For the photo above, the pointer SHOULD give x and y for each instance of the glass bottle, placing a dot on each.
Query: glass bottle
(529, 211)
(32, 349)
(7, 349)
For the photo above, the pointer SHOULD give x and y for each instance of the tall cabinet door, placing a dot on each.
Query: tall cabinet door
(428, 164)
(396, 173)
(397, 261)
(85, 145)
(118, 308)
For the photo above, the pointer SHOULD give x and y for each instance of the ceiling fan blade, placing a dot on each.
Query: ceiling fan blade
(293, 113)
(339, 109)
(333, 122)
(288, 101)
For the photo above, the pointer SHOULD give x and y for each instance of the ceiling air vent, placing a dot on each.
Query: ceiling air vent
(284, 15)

Instrucción> Edite las líneas de todos los registros reemplazando "pointer" por "marker" y deje intacto todo lo demás.

Respuesta del ejercicio>
For the photo above, the marker SHOULD give x and y for each instance of the glass bottle, placing a dot on each.
Query: glass bottle
(529, 211)
(32, 349)
(7, 349)
For the photo above, the marker SHOULD give x and y for each instance of the tall cabinet door, placing a dot on each.
Query: tall cabinet door
(428, 164)
(396, 173)
(397, 261)
(85, 145)
(118, 308)
For the photo above, the marker SHOULD give x and y for each instance of the ceiling fan blade, placing a dot on each.
Query: ceiling fan blade
(293, 113)
(339, 109)
(333, 122)
(288, 101)
For the photo above, the marker SHOULD give x and y for each instance of the ceiling air vent, placing a dot on each.
Query: ceiling air vent
(284, 15)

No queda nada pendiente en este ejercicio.